* [DOCUMENT SECTION]:
+++

I wonder will Hugo be part of her departure i hope not - maybe she will leave with Liam ?????????

----------


## Abbie

She was at her best with jack

----------


## Perdita

Jodi Gordon has angered Channel Seven after defecting to a rival network, according to reports.

The Home and Away star, who recently left the soap after being caught up in a drugs scandal, has reportedly signed a contract with new Channel Nine TV drama Cops LAC.

Seven bosses are believed to be upset with Gordon for begging to be released from her contract with the soap in order for her to have a break from the limelight, only for her to allegedly sign up with another TV show two days later.

A TV insider explained Gordon's departure to The Daily Telegraph: "She was in a real state over everything that went on and wanted to be let go. At first she was offered some time off and because she was still contracted to the network we had a right to hold her to it.

"We said she could come back at any time she wanted but she was really stressed so we ended up letting her go."

Another Seven source said: "It felt like a kick in the teeth when we found out."

A Nine spokesperson said that Gordon had not yet been firmly cast in the new show.

DS

----------


## Perdita

Home and Away star Jodi Gordon has filmed her final scenes with the soap.

The actress spent her last day on set today after five years in the role of Martha MacKenzie, the Herald Sun reports.

Gordon announced that she was leaving Home and Away last month. She has since landed a part in police drama Cops LAC.

In a new statement reflecting on her Summer Bay stint, the star commented: "I've had a wonderful five years with Channel Seven and Home and Away - it's been an amazing experience to be a part of this incredible show. I've learnt so much.''

Gordon confirmed that she would like to work with Seven again in the future, adding: "You never know, Martha might come back to Summer Bay."

Last week, it was reported that Amy Mathews (Rachel Armstrong) and Jon Sivewright (Tony Holden) are also leaving the programme.



DS

----------

Dazzle (23-02-2010)

----------


## lizann

Does she leave to be with Hugo maybe?

----------


## Dazzle

I know Hugo will be back, but I don't know if it's permanent.

Martha'd have to be very stupid indeed to take up with him again after what he's done.

----------


## pinkfirefly

Hooray Hooray! about time she left, she is really annoying

----------


## Perdita

Home and Away star Jodi Gordon has failed to secure a role on forthcoming police drama Cops LAC, according to a report.

The actress was last month tipped as a likely recruit for the show after auditioning for a part.

However, The Daily Telegraph has now reported that Gordon was ultimately not chosen for any involvement in the programme.

A source told the newspaper: "Jodi auditioned for the show, but there's no role for her, not even a minor one."

A spokesperson for the Nine Network, which is to broadcast Cops LAC, refused to comment on the report.

Gordon filmed her final scenes as Summer Bay's Martha MacKenzie on February 23.

+++

* [SUPPLIED DATA]:
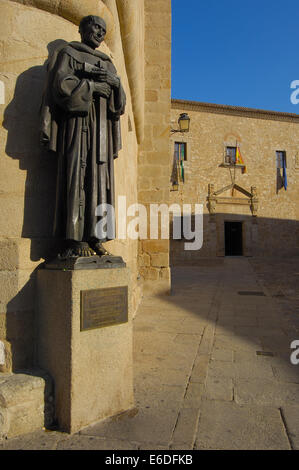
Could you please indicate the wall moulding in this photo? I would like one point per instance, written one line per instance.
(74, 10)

+++

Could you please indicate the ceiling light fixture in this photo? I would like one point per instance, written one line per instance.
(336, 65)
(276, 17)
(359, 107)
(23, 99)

+++

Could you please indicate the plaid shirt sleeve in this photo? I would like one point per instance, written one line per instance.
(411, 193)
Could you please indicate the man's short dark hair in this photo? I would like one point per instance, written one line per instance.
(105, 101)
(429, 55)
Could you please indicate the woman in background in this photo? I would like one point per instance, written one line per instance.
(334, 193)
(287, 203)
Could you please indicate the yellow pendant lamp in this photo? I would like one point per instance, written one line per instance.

+++

* [PROBLEM STATEMENT]: Please carry on the thread on Jodi Gordon's exit from Home and Away, starting after its last sentence. The material has no connection to the thread on Jodi Gordon's exit from Home and Away.

* [WRITTEN RESPONSE]:
----------

Dazzle (23-03-2010)

----------


## Dazzle

I wonder what she'll do now?

----------


## tammyy2j

> I wonder what she'll do now?


Maybe back to H&A later this year i hope not tbh

----------

Dazzle (23-03-2010)

----------


## Perdita

I doubt she will be back in H&A as they terminted her contract in the first place because of her behaviour.

----------

Dazzle (23-03-2010)

----------


## Rowdydog12

When will they ever actually talk about her? She is on the run and alive , why not ever talk about her????

----------


## lellygurl

Maybe because she's playing with the neighbors...? Lol

----------

lizann (18-06-2019)

----------


## lizann

did roo visit her and hugo at one time?

----------


## Rowdydog12

Bring her back for sure !!!! She can hook up with Mason and be the glam couple.

Poor Mason , the bloke has no mates or any ladies

----------


## Pantherboy

Digital Spy article:


*Neighbours star Jodi Anasta discusses whether she'd return to Home and Away
And which actor she'd like to star with.*

https://www.digitalspy.com/soaps/hom...d-away-return/

Neighbours star Jodi Anasta recently revealed that she was leaving the Australian soap, after playing Elly Conway for four years.

The actress has previously spoken to Digital Spy about her "unpredictable" exit story, and her hopes that a reunion with Chloe Brennan could still be on the cards.

Now, she's exclusively opened up to us about what she has planned next, and whether she'd ever return to Australia's other big soap export Home and Away as her character Martha MacKenzie.

"I think the next part of my life will be settling back into Sydney, having time with my daughter Aleeia, reconnecting with everyone and taking a minute to really slow down," she said.

"It's been really intense, the last four years. I've absolutely loved working on Neighbours, but the fact is that I have to travel back and forth every week, I have two homes and two sets of friends. It'll be nice to have time to myself and to spend with Aleeia as well.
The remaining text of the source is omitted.